((

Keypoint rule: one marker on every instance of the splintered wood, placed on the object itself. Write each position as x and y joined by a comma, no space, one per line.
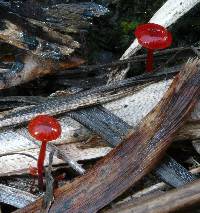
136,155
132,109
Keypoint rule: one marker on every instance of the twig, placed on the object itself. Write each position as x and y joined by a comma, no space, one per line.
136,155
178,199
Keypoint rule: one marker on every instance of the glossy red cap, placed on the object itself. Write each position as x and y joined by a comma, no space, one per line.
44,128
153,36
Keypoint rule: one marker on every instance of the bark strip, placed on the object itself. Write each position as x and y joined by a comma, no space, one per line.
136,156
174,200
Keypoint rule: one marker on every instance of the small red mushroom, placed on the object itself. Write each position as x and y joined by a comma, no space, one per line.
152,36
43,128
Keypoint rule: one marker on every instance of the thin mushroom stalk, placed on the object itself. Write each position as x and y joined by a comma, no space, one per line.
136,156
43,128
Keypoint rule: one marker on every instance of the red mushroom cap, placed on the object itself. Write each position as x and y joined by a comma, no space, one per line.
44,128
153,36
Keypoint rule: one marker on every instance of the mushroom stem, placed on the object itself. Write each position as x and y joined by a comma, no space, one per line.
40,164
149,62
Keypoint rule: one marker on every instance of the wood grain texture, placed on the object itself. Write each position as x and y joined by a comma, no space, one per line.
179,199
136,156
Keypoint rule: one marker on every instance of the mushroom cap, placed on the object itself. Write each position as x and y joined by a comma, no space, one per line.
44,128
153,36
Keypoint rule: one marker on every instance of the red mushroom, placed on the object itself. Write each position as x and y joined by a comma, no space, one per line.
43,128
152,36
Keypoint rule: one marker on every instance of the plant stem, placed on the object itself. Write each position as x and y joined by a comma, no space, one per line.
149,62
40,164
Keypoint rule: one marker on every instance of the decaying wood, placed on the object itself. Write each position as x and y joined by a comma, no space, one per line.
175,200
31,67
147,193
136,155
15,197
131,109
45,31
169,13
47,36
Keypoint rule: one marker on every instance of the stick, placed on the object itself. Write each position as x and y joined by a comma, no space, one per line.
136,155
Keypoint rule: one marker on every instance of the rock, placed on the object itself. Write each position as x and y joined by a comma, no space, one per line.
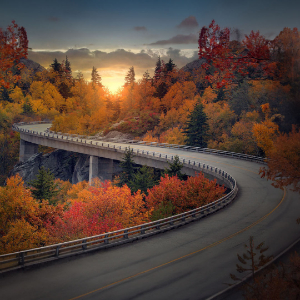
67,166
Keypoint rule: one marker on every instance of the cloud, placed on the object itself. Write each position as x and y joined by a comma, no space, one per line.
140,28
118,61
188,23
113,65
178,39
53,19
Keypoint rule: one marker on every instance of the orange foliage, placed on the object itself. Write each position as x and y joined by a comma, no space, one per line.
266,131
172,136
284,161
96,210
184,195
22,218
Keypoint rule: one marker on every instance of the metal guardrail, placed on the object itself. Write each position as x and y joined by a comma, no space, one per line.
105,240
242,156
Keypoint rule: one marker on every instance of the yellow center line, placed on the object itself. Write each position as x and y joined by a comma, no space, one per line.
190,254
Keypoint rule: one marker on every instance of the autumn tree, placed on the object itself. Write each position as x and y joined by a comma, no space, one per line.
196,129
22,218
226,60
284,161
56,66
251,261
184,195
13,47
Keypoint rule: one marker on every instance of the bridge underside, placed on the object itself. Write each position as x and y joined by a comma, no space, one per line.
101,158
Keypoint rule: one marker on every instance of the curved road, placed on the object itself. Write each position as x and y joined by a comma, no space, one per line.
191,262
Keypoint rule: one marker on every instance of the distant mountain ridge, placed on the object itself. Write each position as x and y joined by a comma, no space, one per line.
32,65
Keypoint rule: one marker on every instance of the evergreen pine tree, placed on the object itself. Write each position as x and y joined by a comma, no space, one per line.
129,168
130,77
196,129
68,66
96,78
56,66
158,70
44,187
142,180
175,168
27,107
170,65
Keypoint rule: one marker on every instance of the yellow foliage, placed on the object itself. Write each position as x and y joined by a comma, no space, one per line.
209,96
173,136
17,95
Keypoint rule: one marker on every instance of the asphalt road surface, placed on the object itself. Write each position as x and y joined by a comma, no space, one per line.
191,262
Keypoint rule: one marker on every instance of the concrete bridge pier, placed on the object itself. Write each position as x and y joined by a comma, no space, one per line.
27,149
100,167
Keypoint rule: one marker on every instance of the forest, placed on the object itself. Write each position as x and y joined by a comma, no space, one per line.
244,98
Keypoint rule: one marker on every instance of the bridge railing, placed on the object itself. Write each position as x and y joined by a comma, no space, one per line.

))

## PROBLEM REQUIREMENTS
Can you repeat every record above exactly, apart from the pictures?

## OUTPUT OF THE EXERCISE
Keypoint rule: one marker on every instance of the splintered wood, placed on the object itself. Write each position as x and y joined by a comma, no space, one per line.
136,155
132,109
Keypoint rule: one marker on every instance of the twig, placed on the object itself. Write each position as x and y joined by a comma, no space, one per line.
136,155
178,199
Keypoint rule: one marker on every instance of the glossy red cap, placed on the object itself. Write each position as x and y joined by a comma, no space, one per line.
44,128
153,36
Keypoint rule: one marker on every instance of the bark strip, placed on the object itself. Write each position as x and y joined by a comma, no space, one per line.
136,156
174,200
Keypoint rule: one marker on every instance of the small red mushroom, placed on the object itself. Write each position as x and y joined by a comma, no space, one per line.
152,36
43,128
Keypoint rule: one marker on every instance of the thin mushroom stalk, placed on the object itself. Write each position as x and y joined by a comma, no space, one per line.
136,156
43,128
Keypoint rule: one marker on every instance of the red mushroom cap, placed on the object itself. Write each position as x and y joined by a comma, no space, one per line.
44,128
153,36
Keypoint rule: one marker on every instance of the mushroom stem, placed on the object itself. Write each position as x and y joined by a comma, no space, one per line.
40,164
149,62
Keypoint rule: one marker on every instance of the wood grain texture, placed on the object itself. Write each position as x and y joined by a comma, no space, one per line.
179,199
136,156
Keypoint rule: one marker on every instance of the mushroom cap, placed on the object itself. Write each position as x and y joined by a comma, no space, one per line.
44,128
153,36
Keypoint rule: one marker on every instance of the red mushroom, placed on the object itself. Write each position as x and y joined by a comma, no space, one per line.
43,128
152,36
Keypoint rule: one marker on every instance of the plant stem, placed on the object itself. Write each position as x and y joined by a comma, no space, one per line.
149,62
40,164
Keypoint rule: one marker on every instance of the decaying wood, placed on the object itself. Write each position as x and y joined by a comma, no space, one per line.
175,200
31,67
147,193
136,155
15,197
131,109
45,31
169,13
47,36
Keypoint rule: one marker on every instance of the stick, placed on the object itself. Write each position as x and y joined by a comma, no space, one per line.
136,155
Keypoint rule: one marker on every instance of the rock, placed on the object itself. Write each position as x and y joined by a comma, no space, one per line.
67,166
Keypoint rule: one marker on every instance of the cloud, placed on the object itself. Write each position as x and y joined by a comma, no space, one per line.
140,28
118,61
188,23
113,65
178,39
53,19
Keypoint rule: one marker on every instance of the orange foliage, placed on the object itself. Write each position as x and y joined by a comma, no space, one per line.
266,131
172,136
284,161
96,210
184,195
22,218
Keypoint rule: one marker on every instance of the metal guardrail, placed on the object itself. Write each position as x and y joined by a comma, no space, one per line.
105,240
242,156
Keypoint rule: one marker on every instance of the yellow center line, placed on the object itself. Write each position as x and y joined by a comma, no space, one per line.
190,254
Keypoint rule: one marker on every instance of the autumn tree, placed on the object itself. Write each position as x and y joined by a comma, no space, one per line.
196,129
22,218
226,60
284,161
56,66
251,261
184,195
13,47
Keypoint rule: one marker on every instance of the bridge underside, placed on the object itself. Write each position as x and y joined by a comma, no space, one per line.
101,158
Keypoint rule: one marker on every instance of the curved road, placed on the object itself. Write each position as x and y joined by a comma, no space, one per line.
191,262
Keypoint rule: one marker on every instance of the distant mountain ridge, placed on the object itself. Write each position as x and y joined by a comma, no space, one per line.
32,65
Keypoint rule: one marker on every instance of the evergreen pine tree, placed on the object itself. Write each position as x and y joined by a comma, no space, one per line.
129,168
130,77
196,129
68,66
96,78
56,66
158,70
44,187
142,180
175,168
27,107
170,65
Keypoint rule: one marker on every instance of the yellow foliage, placed on the object itself. Write each position as x and y joined by a comma, no space, one per line.
209,96
173,136
17,95
Keypoint rule: one marker on every instance of the asphalt road surface, placed on the object itself. Write each position as x and y joined by a comma, no space, one per line.
191,262
Keypoint rule: one marker on every instance of the concrete bridge pier, placed on the object itself. Write each position as x and y joined by a comma, no space, one per line.
27,149
100,167
Keypoint rule: one marker on every instance of the forest, placed on the object itself. Write each position as x and y joined by a comma, no space, one per line.
244,98
Keypoint rule: one marker on every instance of the bridge railing, placed on the object itself. Write each position as x and y joined by a comma, no space, one per line.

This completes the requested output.